_Task prompt:_ Can you copy out the items below with "one point per instance" substituted for every occurrence of "a dot on each instance", leaving everything else unchanged?

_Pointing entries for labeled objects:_

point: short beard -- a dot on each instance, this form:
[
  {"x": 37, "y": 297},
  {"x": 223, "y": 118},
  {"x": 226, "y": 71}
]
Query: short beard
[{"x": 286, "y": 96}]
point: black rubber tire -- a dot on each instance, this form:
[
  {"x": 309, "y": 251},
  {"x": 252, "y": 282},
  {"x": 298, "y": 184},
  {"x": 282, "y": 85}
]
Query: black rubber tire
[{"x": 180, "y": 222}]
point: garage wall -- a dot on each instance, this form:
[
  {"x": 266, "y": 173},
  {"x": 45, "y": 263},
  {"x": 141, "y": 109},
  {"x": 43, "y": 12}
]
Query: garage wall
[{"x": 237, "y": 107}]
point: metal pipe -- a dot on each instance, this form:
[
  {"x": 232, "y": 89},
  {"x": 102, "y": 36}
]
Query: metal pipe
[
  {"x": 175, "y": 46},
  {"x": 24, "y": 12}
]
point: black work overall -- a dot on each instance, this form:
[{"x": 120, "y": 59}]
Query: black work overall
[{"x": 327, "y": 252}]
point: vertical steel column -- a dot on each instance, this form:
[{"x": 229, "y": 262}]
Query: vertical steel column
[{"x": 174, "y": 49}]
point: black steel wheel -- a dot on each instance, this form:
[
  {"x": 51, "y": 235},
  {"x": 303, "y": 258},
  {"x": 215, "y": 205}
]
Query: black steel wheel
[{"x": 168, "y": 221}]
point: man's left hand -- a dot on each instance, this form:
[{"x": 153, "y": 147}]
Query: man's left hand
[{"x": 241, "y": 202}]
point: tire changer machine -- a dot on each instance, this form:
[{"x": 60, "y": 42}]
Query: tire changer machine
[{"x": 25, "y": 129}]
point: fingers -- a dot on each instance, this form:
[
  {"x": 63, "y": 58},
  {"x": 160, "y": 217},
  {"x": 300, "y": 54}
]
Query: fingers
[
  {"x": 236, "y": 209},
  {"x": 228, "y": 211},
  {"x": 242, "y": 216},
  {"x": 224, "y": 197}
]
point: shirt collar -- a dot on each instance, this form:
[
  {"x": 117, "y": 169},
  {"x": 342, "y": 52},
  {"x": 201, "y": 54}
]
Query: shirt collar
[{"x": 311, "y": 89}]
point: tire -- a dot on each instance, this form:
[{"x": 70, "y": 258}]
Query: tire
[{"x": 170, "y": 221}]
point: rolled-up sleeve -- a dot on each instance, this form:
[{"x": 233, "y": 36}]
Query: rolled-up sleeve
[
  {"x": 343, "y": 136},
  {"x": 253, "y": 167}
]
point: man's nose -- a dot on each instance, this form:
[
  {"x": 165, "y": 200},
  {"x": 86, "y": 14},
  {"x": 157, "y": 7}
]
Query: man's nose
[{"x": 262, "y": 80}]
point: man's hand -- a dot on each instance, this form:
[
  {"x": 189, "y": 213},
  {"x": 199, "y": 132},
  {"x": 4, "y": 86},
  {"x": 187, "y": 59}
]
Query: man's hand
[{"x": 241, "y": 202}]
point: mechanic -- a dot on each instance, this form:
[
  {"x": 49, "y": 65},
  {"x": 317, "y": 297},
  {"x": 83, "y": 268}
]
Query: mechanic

_Exercise answer:_
point: short beard -- one point per instance, this form:
[
  {"x": 37, "y": 297},
  {"x": 223, "y": 118},
  {"x": 226, "y": 71}
]
Query: short beard
[{"x": 286, "y": 96}]
point: black rubber tire -- one point per instance, this form:
[
  {"x": 309, "y": 251},
  {"x": 252, "y": 282},
  {"x": 298, "y": 184},
  {"x": 282, "y": 85}
]
Query: black rubber tire
[{"x": 180, "y": 222}]
point: garage wall -- one point per instance, this form:
[
  {"x": 266, "y": 173},
  {"x": 45, "y": 263},
  {"x": 141, "y": 109},
  {"x": 43, "y": 12}
]
Query: garage wall
[{"x": 237, "y": 107}]
point: metal pipe -- one point per instance, this form:
[
  {"x": 232, "y": 89},
  {"x": 102, "y": 36}
]
Query: metal pipe
[
  {"x": 175, "y": 46},
  {"x": 24, "y": 12}
]
point: black work overall -- one point per instance, this form:
[{"x": 120, "y": 59}]
Query: black work overall
[{"x": 327, "y": 252}]
point: vertical steel column -- one point per instance, this form:
[{"x": 229, "y": 262}]
Query: vertical steel column
[{"x": 174, "y": 49}]
point: black steel wheel -- one point per instance, this form:
[
  {"x": 51, "y": 235},
  {"x": 303, "y": 258},
  {"x": 215, "y": 205}
]
Query: black steel wheel
[{"x": 168, "y": 221}]
point: man's left hand -- one point per instance, this form:
[{"x": 153, "y": 147}]
Query: man's left hand
[{"x": 241, "y": 202}]
point: tire changer machine -- one point per instance, this form:
[{"x": 60, "y": 42}]
Query: tire changer machine
[{"x": 25, "y": 129}]
point: fingers -- one point per instance, this form:
[
  {"x": 63, "y": 58},
  {"x": 160, "y": 217},
  {"x": 300, "y": 54}
]
Query: fingers
[
  {"x": 236, "y": 209},
  {"x": 228, "y": 211},
  {"x": 242, "y": 216},
  {"x": 224, "y": 197}
]
point: shirt collar -- one point per instance, this form:
[
  {"x": 117, "y": 169},
  {"x": 342, "y": 52},
  {"x": 201, "y": 54}
]
Query: shirt collar
[{"x": 311, "y": 89}]
point: tire -- one point per instance, this form:
[{"x": 70, "y": 258}]
Query: tire
[{"x": 170, "y": 221}]
point: rolled-up sleeve -- one point per instance, this form:
[{"x": 233, "y": 36}]
Query: rolled-up sleeve
[
  {"x": 343, "y": 136},
  {"x": 253, "y": 167}
]
point: man's nose -- one point per instance, this form:
[
  {"x": 165, "y": 200},
  {"x": 86, "y": 14},
  {"x": 157, "y": 7}
]
Query: man's nose
[{"x": 262, "y": 80}]
point: man's hand -- one point per instance, this form:
[
  {"x": 189, "y": 213},
  {"x": 199, "y": 132},
  {"x": 4, "y": 86},
  {"x": 187, "y": 59}
]
Query: man's hand
[{"x": 241, "y": 202}]
point: mechanic -- one point per instance, this form:
[
  {"x": 49, "y": 65},
  {"x": 317, "y": 297},
  {"x": 83, "y": 268}
]
Query: mechanic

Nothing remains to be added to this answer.